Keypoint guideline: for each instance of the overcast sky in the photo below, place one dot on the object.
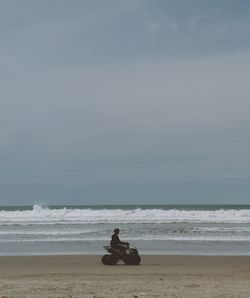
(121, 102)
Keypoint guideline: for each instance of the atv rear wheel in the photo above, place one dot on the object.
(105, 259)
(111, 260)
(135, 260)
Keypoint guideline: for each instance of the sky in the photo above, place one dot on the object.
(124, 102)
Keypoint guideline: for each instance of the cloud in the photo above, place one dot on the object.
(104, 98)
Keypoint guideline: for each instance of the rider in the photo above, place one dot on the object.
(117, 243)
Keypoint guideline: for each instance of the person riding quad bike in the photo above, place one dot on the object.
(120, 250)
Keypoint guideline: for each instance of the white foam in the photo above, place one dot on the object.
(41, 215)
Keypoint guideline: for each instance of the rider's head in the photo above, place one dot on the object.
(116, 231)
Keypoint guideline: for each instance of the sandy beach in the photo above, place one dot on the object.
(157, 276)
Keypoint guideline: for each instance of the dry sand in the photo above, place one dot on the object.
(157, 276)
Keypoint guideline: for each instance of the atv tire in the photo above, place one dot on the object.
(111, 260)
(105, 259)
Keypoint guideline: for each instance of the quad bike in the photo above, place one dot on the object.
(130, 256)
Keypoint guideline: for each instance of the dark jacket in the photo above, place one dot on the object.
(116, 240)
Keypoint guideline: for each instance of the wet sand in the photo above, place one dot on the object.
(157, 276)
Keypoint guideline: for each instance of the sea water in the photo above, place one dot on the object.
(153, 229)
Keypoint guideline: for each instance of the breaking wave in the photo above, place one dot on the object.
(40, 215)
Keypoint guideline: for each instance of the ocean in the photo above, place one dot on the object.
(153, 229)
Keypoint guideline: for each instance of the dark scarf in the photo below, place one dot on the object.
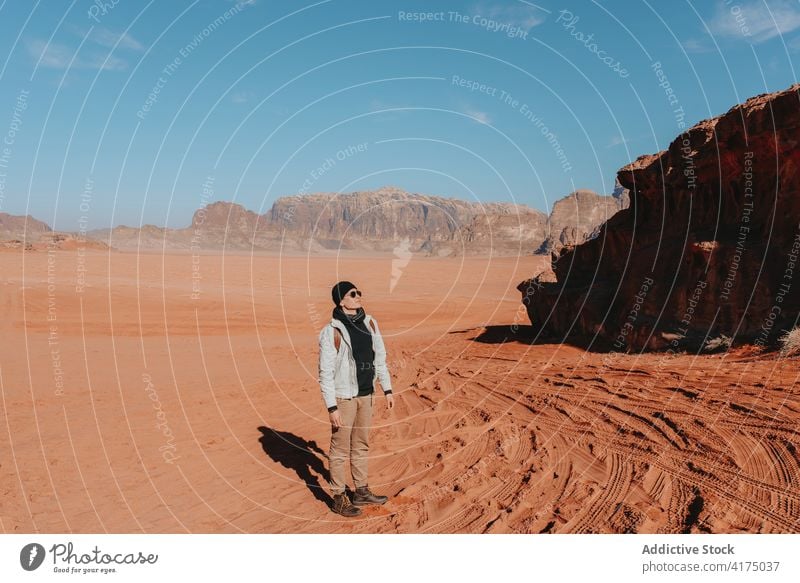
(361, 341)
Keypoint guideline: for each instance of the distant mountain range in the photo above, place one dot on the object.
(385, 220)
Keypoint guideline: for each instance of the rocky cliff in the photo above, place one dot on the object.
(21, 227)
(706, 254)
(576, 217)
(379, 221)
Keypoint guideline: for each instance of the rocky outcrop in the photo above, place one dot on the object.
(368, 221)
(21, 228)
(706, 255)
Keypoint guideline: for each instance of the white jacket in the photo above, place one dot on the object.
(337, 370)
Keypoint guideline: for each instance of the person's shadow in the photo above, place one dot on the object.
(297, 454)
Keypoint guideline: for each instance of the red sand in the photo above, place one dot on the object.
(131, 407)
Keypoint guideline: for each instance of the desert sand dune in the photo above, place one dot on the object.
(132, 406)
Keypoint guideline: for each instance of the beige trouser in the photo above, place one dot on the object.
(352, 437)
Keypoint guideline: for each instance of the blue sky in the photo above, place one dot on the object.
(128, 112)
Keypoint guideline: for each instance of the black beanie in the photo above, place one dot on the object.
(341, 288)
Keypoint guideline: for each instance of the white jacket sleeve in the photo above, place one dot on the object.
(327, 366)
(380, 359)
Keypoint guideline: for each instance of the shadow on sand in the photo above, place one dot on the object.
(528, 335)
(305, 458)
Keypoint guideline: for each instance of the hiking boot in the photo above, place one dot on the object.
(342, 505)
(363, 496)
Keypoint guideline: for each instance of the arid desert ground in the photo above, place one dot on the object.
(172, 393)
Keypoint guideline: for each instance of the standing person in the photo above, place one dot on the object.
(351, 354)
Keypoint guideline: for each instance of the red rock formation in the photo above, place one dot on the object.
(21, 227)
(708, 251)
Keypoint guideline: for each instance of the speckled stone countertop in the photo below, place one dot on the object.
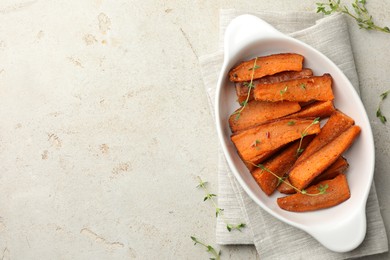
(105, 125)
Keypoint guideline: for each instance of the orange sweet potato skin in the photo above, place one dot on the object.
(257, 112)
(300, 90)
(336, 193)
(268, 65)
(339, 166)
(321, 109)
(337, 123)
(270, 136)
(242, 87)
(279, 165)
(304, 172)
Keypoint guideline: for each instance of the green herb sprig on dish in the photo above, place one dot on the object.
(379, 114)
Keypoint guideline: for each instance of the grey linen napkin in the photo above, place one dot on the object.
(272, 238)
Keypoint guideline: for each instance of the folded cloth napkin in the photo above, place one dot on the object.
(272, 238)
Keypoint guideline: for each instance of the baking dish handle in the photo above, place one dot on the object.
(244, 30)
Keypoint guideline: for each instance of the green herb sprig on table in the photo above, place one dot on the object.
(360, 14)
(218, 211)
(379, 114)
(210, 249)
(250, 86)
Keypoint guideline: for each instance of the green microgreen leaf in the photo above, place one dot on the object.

==

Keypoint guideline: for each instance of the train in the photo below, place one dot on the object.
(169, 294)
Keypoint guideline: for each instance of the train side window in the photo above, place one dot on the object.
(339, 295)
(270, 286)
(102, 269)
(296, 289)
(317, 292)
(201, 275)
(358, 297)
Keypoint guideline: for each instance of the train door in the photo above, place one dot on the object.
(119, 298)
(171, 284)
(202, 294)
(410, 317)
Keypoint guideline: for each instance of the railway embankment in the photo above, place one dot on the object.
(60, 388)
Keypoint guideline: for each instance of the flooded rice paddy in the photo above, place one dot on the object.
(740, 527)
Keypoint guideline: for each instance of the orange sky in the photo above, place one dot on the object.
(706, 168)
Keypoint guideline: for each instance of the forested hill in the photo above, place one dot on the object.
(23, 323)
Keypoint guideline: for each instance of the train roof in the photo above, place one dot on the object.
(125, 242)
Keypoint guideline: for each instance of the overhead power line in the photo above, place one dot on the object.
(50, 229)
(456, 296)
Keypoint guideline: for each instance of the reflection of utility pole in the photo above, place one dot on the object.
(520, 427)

* * *

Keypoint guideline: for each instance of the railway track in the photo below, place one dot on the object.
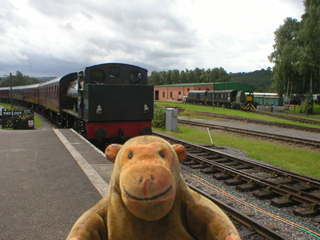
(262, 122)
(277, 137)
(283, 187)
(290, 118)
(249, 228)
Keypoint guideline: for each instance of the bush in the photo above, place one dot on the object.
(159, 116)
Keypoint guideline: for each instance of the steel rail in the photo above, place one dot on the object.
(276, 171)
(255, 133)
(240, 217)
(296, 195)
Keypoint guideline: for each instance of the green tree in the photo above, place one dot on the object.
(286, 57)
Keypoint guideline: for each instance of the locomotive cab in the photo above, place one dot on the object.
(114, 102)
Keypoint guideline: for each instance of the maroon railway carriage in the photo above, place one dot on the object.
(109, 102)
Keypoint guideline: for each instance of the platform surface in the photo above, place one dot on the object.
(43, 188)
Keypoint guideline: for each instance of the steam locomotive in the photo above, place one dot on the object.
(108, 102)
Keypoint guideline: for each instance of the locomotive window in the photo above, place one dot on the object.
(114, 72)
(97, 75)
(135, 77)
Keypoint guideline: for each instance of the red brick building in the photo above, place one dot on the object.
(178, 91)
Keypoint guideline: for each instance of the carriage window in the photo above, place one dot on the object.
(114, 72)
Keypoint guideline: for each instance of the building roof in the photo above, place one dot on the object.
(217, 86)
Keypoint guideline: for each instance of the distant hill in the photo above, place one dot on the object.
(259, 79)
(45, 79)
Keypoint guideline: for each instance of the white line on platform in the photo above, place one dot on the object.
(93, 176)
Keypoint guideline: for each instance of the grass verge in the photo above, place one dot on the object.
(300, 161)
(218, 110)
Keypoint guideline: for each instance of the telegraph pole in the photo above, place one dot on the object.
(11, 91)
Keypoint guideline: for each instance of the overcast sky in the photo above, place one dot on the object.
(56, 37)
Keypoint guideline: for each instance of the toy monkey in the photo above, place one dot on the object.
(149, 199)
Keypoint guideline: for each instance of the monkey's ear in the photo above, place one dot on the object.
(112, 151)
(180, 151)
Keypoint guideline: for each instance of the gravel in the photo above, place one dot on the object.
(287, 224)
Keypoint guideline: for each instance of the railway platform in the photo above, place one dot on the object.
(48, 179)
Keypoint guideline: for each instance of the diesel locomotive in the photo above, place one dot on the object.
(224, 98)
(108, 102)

## Task goal
Write out, word for word, the stretch of entries that begins at the line with "Keypoint guideline: for each instance of the shadow" and ends at the line with "Keypoint guideline: for each instance of the green microgreen". Pictures do not belong in it.

## Output for this exercise
Keypoint guideline: for each instance of the shadow on sand in the photo above, place one dot on the object.
(528, 335)
(305, 458)
Keypoint guideline: for each instance of the hiking boot in the photo above, place one dot on the object.
(342, 505)
(363, 496)
Keypoint guideline: for each instance of the arid desert ground in the photo above, place one dot on the object.
(172, 393)
Keypoint guideline: for each instance of the standing person in the photo above, place one dot on the object.
(351, 354)
Keypoint guideline: for each instance of the red rock formation in the photo above, place one dot on the object.
(21, 227)
(708, 251)
Keypoint guideline: for each instance of the speckled stone countertop in the photo below, place one dot on the object.
(105, 125)
Keypoint guideline: for each instance of the orange sweet potato skin in the photo above, place one dot on the object.
(257, 112)
(300, 90)
(336, 193)
(268, 65)
(339, 166)
(321, 109)
(337, 123)
(270, 136)
(242, 87)
(279, 165)
(304, 172)
Keypoint guideline: for each instance of the green herb sprig on dish in the photo above, place one dot on the object.
(379, 114)
Keypoint guideline: for each instance of the grey linen napkin in the photo above, place one dot on the object.
(272, 238)
Keypoint guideline: for each instance of the folded cloth napkin in the photo above, place one dot on the object.
(272, 238)
Keypoint guideline: for each instance of the baking dish handle in the photo above, place one dot on the object.
(244, 30)
Keypoint guideline: for each instance of the green herb sprig on table in the photo above, place one dot on the object.
(360, 14)
(218, 211)
(379, 114)
(210, 249)
(250, 86)
Keypoint guideline: for each instance of the green microgreen leaf in the photo above, place one dot on the object.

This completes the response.